* _Written problem_:
Rewrite everything from the line containing "Can you spot any orange lounge chair here?" down to the line containing "[726,274,865,1118]", swapping "brown leaf" for "withered leaf" and leaving all else unchanged. Leave the pictures out of your answer.

[Extracted data entries]

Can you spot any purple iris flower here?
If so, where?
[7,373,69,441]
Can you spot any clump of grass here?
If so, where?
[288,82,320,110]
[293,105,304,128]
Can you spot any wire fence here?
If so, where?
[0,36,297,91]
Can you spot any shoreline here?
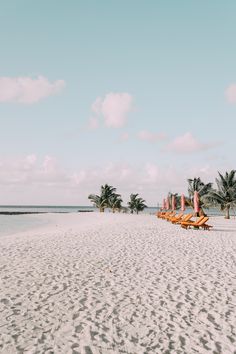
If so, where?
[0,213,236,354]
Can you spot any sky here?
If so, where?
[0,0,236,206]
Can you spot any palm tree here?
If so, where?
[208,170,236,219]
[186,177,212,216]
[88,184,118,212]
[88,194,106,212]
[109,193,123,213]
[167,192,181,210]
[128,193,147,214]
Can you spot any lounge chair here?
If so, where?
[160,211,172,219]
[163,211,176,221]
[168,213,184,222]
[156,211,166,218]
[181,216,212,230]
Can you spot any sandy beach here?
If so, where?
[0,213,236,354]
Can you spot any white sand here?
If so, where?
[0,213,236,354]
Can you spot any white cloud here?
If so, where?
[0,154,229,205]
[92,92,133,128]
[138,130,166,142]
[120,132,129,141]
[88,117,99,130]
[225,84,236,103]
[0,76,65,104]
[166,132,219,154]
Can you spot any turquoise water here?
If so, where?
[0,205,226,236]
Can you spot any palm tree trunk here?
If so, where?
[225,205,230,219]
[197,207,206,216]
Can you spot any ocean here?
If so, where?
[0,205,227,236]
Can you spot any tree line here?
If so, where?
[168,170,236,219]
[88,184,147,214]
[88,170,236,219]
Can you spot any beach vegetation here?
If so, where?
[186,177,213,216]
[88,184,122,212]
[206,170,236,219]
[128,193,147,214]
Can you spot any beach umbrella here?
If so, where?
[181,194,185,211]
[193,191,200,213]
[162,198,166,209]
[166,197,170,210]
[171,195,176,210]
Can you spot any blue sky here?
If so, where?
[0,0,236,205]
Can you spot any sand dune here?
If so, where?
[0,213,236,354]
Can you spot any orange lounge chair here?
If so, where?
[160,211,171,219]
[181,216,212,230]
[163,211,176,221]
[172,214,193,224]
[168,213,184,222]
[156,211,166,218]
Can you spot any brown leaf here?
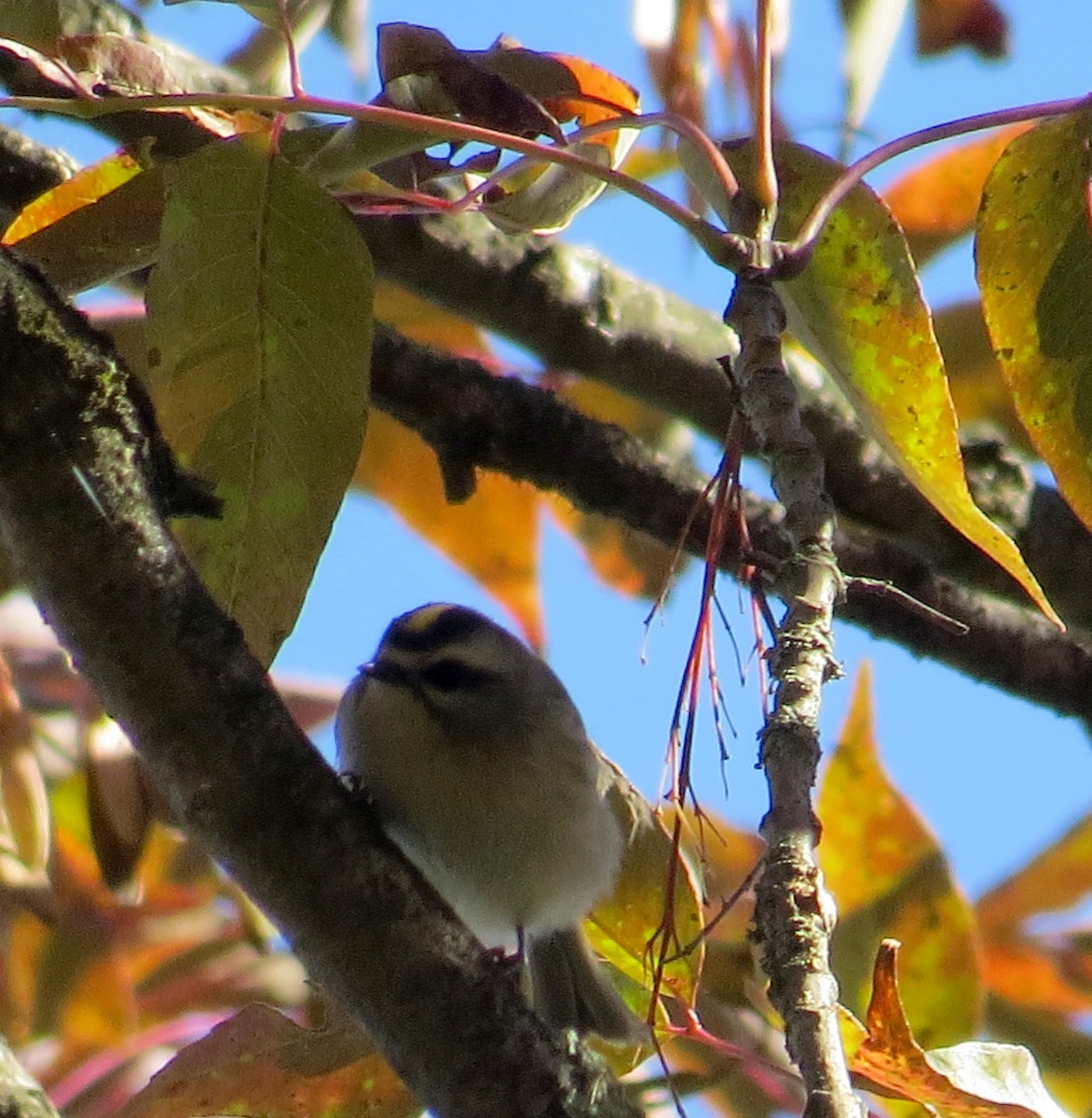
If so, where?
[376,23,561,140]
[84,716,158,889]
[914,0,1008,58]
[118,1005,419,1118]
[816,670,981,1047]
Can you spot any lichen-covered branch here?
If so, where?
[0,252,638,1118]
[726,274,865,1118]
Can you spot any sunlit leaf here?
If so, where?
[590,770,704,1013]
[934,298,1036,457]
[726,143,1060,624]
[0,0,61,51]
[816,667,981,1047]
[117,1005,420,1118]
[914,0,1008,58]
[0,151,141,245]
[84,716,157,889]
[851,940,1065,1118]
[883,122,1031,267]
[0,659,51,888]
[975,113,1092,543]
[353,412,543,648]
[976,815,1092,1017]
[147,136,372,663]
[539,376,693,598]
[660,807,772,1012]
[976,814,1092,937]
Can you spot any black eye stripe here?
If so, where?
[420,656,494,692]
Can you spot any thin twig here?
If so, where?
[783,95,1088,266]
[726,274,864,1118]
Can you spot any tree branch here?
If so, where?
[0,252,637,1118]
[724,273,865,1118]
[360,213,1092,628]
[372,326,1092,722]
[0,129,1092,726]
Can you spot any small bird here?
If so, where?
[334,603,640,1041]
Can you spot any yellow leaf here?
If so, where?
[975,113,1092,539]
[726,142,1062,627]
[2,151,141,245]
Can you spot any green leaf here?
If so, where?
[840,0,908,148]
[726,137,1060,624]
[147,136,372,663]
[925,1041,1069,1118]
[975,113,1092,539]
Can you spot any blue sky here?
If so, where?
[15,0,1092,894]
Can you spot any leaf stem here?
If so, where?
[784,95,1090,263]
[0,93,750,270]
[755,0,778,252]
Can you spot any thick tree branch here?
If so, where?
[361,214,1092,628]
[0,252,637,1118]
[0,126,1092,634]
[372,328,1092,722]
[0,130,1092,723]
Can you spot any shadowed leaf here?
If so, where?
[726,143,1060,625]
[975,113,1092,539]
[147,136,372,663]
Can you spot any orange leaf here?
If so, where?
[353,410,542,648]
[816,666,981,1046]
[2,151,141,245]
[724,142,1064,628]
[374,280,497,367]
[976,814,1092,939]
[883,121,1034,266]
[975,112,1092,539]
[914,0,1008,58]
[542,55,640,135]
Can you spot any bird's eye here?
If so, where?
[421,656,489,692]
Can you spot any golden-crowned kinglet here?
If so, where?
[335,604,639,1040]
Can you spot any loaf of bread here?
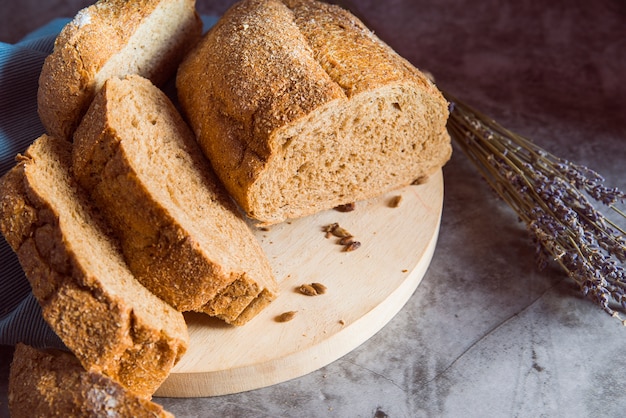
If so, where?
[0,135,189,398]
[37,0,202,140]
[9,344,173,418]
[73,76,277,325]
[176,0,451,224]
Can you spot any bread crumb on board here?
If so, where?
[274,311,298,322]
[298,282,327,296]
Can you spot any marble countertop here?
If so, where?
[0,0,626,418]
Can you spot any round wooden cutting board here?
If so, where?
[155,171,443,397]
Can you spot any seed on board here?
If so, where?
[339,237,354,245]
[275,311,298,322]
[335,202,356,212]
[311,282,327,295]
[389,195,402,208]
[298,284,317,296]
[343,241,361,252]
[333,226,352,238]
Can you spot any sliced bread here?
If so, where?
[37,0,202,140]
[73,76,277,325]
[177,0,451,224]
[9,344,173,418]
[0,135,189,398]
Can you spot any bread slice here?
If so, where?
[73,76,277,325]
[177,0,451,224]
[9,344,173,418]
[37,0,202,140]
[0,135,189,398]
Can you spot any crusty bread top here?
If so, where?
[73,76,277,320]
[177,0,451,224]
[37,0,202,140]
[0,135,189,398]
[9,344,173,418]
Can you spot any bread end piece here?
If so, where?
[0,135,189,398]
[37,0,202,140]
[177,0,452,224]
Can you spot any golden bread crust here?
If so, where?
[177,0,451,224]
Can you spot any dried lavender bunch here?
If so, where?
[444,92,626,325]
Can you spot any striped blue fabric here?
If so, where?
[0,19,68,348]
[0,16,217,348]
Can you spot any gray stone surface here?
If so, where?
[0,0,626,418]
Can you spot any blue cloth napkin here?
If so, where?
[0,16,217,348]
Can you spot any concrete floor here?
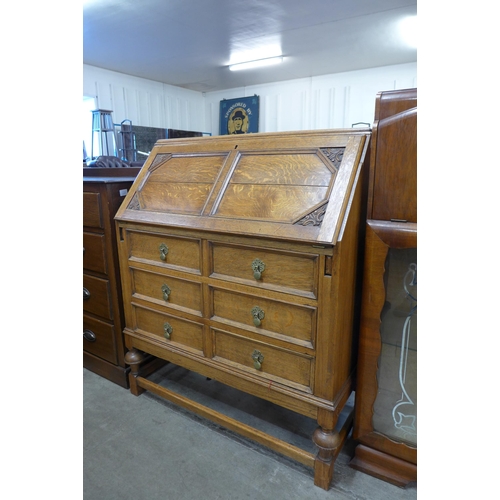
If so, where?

--

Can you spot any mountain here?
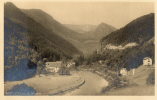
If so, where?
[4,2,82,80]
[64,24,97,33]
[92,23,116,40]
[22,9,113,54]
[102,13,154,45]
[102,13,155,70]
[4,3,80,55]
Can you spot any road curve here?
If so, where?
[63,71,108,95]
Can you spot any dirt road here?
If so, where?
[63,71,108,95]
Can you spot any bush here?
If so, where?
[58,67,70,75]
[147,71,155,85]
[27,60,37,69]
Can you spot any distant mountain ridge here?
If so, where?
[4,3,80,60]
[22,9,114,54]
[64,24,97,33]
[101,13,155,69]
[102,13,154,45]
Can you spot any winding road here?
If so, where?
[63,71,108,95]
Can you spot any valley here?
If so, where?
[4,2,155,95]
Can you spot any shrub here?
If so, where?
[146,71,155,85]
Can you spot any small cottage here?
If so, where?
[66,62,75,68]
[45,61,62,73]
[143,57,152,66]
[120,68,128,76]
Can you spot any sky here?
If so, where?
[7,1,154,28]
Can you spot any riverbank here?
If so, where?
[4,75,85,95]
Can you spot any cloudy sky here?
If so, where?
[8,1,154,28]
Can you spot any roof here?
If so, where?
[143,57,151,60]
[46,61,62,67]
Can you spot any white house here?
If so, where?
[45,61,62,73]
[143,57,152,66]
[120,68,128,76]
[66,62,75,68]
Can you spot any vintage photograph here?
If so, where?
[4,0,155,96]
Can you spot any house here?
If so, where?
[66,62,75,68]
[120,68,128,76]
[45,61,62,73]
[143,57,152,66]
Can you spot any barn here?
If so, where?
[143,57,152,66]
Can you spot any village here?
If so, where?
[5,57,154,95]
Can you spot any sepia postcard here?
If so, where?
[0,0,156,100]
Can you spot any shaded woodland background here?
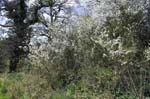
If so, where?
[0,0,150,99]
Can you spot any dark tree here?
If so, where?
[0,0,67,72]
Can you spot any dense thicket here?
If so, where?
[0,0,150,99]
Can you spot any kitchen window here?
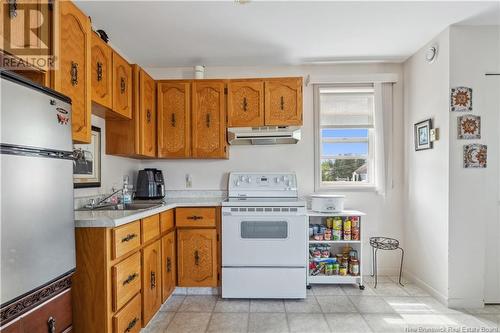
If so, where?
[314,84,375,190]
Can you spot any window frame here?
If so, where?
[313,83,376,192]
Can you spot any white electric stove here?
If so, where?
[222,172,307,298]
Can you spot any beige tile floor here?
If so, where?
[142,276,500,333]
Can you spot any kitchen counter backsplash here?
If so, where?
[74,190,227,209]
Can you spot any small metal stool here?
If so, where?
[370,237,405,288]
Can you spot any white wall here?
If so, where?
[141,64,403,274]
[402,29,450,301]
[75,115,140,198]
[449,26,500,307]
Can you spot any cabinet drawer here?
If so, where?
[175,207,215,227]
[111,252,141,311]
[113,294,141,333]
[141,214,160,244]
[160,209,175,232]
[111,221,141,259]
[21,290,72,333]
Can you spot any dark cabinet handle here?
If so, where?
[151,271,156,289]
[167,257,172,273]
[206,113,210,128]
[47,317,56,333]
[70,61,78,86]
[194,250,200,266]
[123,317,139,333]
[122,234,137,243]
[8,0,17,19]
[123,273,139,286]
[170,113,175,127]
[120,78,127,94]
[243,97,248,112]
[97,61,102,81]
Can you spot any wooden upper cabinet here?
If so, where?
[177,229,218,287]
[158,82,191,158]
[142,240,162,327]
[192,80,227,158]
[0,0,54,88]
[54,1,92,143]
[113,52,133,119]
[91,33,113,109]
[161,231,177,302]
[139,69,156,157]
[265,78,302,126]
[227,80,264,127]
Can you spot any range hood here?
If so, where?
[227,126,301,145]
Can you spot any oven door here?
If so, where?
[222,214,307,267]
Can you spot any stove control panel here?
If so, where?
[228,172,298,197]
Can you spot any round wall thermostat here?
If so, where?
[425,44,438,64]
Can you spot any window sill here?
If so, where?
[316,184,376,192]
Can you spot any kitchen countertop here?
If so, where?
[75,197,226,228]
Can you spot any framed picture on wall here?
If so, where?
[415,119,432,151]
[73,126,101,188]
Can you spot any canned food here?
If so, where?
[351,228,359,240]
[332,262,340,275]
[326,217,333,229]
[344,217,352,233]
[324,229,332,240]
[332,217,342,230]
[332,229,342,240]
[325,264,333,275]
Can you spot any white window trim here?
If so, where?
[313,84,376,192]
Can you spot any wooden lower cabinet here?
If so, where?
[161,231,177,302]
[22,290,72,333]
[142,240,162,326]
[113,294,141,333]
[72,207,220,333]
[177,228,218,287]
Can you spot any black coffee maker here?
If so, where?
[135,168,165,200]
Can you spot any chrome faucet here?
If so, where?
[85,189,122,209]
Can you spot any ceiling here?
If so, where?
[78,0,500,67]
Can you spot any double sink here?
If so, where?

--

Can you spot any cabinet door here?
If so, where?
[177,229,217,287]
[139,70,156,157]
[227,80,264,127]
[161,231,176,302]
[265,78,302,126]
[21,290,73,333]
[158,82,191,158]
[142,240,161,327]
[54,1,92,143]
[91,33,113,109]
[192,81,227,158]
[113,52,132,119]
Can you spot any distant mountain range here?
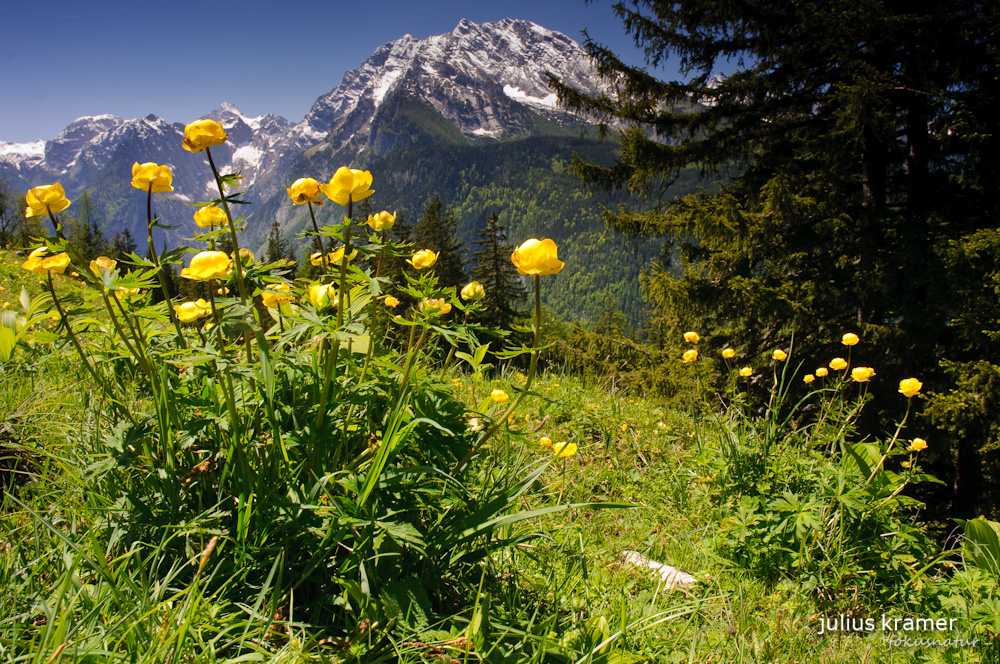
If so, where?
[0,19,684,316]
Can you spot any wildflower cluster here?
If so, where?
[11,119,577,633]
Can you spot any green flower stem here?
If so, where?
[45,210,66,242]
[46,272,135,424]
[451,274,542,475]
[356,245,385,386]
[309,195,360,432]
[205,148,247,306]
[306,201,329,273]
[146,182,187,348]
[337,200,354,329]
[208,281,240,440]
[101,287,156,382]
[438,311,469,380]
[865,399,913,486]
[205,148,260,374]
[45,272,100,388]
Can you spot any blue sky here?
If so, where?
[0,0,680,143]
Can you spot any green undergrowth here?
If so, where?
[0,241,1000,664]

* _Task answer_:
Can you spot any orange lounge chair here?
If so, where?
[160,211,171,219]
[181,216,212,230]
[163,211,176,221]
[172,214,193,224]
[168,213,184,222]
[156,211,166,218]
Can you spot any withered leaf here?
If so, where?
[376,23,561,140]
[84,716,158,889]
[914,0,1008,58]
[118,1005,419,1118]
[816,670,981,1047]
Can you spot any lichen-covered branch here?
If so, where?
[0,252,638,1118]
[726,274,865,1118]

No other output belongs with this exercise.